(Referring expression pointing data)
───

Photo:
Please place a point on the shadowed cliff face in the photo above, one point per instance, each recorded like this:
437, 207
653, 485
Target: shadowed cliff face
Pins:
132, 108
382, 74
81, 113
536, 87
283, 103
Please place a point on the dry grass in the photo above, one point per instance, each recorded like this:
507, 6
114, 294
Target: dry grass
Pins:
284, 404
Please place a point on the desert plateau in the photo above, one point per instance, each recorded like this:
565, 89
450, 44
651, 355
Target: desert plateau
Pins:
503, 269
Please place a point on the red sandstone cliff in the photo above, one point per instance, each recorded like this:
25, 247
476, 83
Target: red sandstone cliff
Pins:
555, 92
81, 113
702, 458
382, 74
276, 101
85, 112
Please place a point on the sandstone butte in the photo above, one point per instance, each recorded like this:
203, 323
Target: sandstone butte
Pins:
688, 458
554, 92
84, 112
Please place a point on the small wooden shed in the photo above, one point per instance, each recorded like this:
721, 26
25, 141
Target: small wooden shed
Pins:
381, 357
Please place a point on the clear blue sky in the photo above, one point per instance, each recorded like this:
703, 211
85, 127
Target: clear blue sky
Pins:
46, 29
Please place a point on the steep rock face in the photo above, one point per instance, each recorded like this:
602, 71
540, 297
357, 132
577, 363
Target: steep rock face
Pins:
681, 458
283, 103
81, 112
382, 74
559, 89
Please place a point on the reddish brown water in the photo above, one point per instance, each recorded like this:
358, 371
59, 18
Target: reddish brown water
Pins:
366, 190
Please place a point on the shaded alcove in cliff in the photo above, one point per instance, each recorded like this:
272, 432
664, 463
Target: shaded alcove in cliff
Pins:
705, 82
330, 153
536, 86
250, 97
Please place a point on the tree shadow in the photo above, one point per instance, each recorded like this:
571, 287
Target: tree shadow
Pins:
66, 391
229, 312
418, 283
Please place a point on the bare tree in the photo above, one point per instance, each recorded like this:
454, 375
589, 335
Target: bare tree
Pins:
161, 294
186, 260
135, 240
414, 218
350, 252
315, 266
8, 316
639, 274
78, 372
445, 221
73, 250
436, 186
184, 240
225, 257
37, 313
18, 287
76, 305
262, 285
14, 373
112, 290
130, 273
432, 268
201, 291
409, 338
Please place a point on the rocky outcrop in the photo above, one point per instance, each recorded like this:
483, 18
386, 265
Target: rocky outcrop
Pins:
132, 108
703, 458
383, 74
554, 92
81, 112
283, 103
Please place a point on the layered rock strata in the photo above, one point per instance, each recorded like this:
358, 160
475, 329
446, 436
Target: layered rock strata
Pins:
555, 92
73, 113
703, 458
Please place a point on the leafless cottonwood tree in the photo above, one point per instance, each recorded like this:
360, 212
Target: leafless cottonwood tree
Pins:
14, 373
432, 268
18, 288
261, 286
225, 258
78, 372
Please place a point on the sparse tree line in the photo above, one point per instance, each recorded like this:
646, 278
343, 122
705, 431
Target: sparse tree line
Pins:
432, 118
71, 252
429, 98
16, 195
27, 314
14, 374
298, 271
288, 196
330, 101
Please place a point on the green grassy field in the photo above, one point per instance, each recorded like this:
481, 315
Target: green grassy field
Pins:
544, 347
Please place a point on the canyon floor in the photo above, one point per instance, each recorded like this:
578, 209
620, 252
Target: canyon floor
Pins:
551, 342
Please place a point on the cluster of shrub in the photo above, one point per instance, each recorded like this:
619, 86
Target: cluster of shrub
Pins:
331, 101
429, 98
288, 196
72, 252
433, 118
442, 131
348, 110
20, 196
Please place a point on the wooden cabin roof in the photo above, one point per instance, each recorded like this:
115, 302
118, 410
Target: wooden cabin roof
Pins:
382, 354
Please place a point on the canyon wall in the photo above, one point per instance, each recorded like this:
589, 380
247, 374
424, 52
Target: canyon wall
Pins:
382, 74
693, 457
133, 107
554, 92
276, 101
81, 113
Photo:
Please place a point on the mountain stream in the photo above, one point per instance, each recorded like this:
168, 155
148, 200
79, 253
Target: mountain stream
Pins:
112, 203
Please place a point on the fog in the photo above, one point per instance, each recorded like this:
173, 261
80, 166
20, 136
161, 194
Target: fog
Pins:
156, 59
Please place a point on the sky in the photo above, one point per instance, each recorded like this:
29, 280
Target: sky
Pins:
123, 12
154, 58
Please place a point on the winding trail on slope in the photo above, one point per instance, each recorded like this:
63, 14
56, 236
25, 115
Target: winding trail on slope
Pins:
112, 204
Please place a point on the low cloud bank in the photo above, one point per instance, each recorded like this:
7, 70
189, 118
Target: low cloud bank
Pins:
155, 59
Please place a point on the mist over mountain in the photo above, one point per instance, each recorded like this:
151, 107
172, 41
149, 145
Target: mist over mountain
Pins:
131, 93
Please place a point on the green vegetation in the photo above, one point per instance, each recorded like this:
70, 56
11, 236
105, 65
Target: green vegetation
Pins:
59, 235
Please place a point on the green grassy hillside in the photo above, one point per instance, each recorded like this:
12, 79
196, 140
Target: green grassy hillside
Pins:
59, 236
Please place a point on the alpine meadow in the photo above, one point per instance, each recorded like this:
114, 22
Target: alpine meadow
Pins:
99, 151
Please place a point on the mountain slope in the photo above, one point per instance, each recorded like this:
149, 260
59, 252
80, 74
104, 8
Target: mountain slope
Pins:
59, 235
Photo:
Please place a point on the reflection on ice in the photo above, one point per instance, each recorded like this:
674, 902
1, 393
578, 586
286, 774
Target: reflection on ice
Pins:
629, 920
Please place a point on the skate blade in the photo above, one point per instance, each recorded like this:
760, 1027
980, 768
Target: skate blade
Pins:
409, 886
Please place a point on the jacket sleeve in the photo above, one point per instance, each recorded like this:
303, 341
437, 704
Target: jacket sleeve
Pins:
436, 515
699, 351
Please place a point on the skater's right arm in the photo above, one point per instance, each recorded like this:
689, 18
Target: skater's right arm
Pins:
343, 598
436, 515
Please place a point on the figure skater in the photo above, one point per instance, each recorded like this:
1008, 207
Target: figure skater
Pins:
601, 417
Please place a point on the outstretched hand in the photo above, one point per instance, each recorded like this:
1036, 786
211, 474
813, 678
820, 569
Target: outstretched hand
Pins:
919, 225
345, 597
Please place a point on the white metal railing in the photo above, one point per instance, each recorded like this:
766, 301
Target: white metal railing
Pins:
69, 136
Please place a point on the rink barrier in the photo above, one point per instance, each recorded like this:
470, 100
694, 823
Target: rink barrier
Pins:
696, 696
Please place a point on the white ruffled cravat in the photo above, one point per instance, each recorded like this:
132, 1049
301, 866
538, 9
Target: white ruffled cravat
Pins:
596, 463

───

*What you should do*. The data is to be reproduced in full, every line intact.

*Your response*.
Photo:
Please place a point on the shadowed cliff face in the photo above, one point per instance, each recorded like this:
437, 207
653, 485
Target: shadowed cliff face
Pins:
132, 108
382, 74
81, 113
536, 87
283, 103
Please place a point on the dry grass in the photo above, one point per instance, each recorded like this:
507, 6
114, 294
Target: dry grass
Pins:
284, 404
Please place a point on the desert plateau in the photo above, one point per instance, each recorded like this:
565, 89
450, 44
651, 355
Target: desert plateau
Pins:
503, 269
Please place a point on the red sandstone cliff in the photo above, one point per instance, each recorded like this:
25, 247
476, 83
Target: red sandstone cliff
Pins:
555, 92
81, 113
702, 458
382, 74
276, 101
85, 112
Please place a point on the sandstone butte in the photo above, one point per instance, each recorded like this:
203, 323
Target: sandstone butte
Pins:
688, 458
554, 92
84, 112
Please place a point on the small wooden shed in the photo above, one point per instance, each recorded like this:
721, 26
25, 141
Target: small wooden shed
Pins:
381, 357
Please place a point on the clear blue sky in the photo above, one point per instance, each recorded like this:
703, 211
85, 127
Target: clear blue sky
Pins:
46, 29
Please place a point on the steep rock face in the photo above, one point per instance, each recorded like this:
602, 71
540, 297
357, 132
577, 363
Target: steep rock face
Pins:
681, 458
283, 103
81, 112
382, 74
559, 89
Please place a point on the reddish brown water in the photo above, one point per instance, each recorded like this:
358, 371
59, 18
Target: reddish brown water
Pins:
366, 190
Please place a point on the shaded alcove in cliff in the photo above, one point per instance, each recorded like this:
272, 432
664, 463
Target: shaded alcove in cliff
Pins:
705, 82
330, 153
536, 86
250, 97
Please place a point on the tree shadow in the photo above, one point per instance, each recorded like this:
571, 287
Target: tree shadow
Pins:
66, 391
229, 312
418, 283
Please place a point on the bare tree in the photo above, one point per instance, each recorded like this:
454, 375
589, 335
Target: bare tree
Pins:
161, 294
186, 260
135, 240
414, 218
350, 252
315, 266
8, 316
639, 274
78, 372
445, 221
73, 250
436, 186
184, 240
225, 257
37, 313
18, 287
76, 305
262, 285
14, 373
112, 290
130, 273
432, 268
201, 291
409, 338
Please place a point on the rocky outcrop in the photo above, one point per instance, each recorded like this:
483, 18
386, 265
Target: rocky outcrop
Pins:
132, 108
703, 458
383, 74
554, 92
81, 112
283, 103
Please place a point on the layered rock strata in the photo above, one point per instance, each recorded like this:
358, 160
475, 329
446, 436
Target: layered rock strata
Pins:
555, 92
73, 113
703, 458
Please place a point on the leafless cottonwood tree in the photo above, one point per instance, each recorded like this:
360, 212
Target: leafless cottonwood tree
Pins:
14, 373
432, 268
18, 288
261, 286
225, 258
78, 372
Please place a point on the sparse tree line in the photo above, one point per instance, each recorded like this:
646, 278
343, 122
705, 431
Target: sparse tree line
Pins:
432, 118
71, 252
429, 98
16, 195
27, 314
14, 374
298, 271
288, 196
330, 101
Please place a point on the green grassy field in the photo above, one point per instance, each recorded like this:
481, 315
Target: green grassy field
Pins:
544, 347
Please place a point on the canyon floor in the photo above, one point per instance, each recorded like this:
578, 209
620, 252
Target: canyon floor
Pins:
551, 342
Please place a point on the cluster of shrub in the photo above, one point per instance, each recorded like this:
619, 86
Target: cluster of shrub
Pins:
331, 101
429, 98
288, 196
72, 252
433, 118
442, 131
348, 110
20, 196
Please place a point on the wooden cabin roof in the photo above, one point per instance, each recorded like this:
115, 302
118, 410
Target: wooden cabin roof
Pins:
382, 354
Please place a point on the canyon wall in the photo above, one point per instance, each recorded like this:
589, 380
247, 374
424, 52
Target: canyon wall
Pins:
382, 74
693, 457
133, 107
554, 92
276, 101
81, 113
Photo:
Please place a point on the mountain stream in the photo above, one point per instance, each recorded like this:
168, 155
148, 200
79, 253
Target: mountain stream
Pins:
112, 203
Please place a point on the fog in the photo above, one point per instance, each recorded like this:
173, 261
80, 166
20, 136
161, 194
Target: fog
Pins:
156, 59
Please place a point on the sky in the photo above, one point per instance, each recorded like this:
29, 280
Target: sky
Pins:
123, 12
154, 58
Please place a point on the winding trail on slope in the photo above, one point per instance, each recorded like this:
63, 14
56, 236
25, 115
Target: winding trail on slope
Pins:
112, 204
Please place a point on the low cloud bank in the photo above, one point per instance, each recorded like this:
7, 70
189, 118
Target: low cloud bank
Pins:
155, 59
Please place a point on the mist over mountain in the photo above, one point per instance, each recorded like this:
151, 107
172, 41
149, 145
Target: mist over mountain
Pins:
131, 93
Please place a point on the green vegetation in the photo above, one point per instance, each recorded like this:
70, 56
11, 236
105, 65
Target: green vegetation
Pins:
59, 235
Please place a point on the green grassy hillside in the photo above, one point per instance, each recorded like this:
12, 79
196, 140
Target: green grassy hillside
Pins:
59, 236
Please place a point on the alpine meadow in the photo above, one point per instance, each recorded like this:
114, 22
Target: alpine meadow
Pins:
99, 151
Please place a point on the mountain slope in the photo above, one point per instance, each recorded like this:
149, 260
59, 252
80, 74
104, 8
Target: mountain slope
Pins:
59, 235
Photo:
Please place a point on the reflection on ice in the photo above, one point per instance, each recorded like this:
674, 902
1, 393
578, 586
286, 774
Target: reflection on ice
Pins:
629, 920
Please place a point on the skate blade in the photo above, one point per instance, each recorded like this:
760, 1027
980, 768
Target: skate blade
Pins:
409, 886
Please place a point on the jacket sleeve in the photo above, one point per instance, each recorded like this:
303, 341
437, 704
Target: jacket sleeve
Pins:
436, 515
699, 351
Please place a point on the skater's right arm in the photo above, one point per instance, each recorded like this:
689, 18
Target: skater's right arm
Pins:
343, 598
436, 515
Please place a point on the figure skater in the photo above, one point per instance, each recorded like this:
1008, 207
Target: figure skater
Pins:
601, 417
Please place a point on the outstretched hand in the photo above, one point per instance, each recorded like this:
1036, 786
211, 474
813, 678
820, 569
Target: outstretched hand
Pins:
919, 225
345, 597
Please place a point on the white metal railing in the photo above, one point per instance, each recorded like this:
766, 301
Target: white metal railing
Pins:
69, 136
Please place a point on the rink barrier in the photo above, one point per instance, each recorded like this:
470, 100
694, 823
Target: rink barrier
Pins:
696, 696
Please place a point on the white ruffled cravat in the photo above, one point per instance, each recorded like this:
132, 1049
301, 866
538, 9
Target: white ruffled cravat
Pins:
596, 463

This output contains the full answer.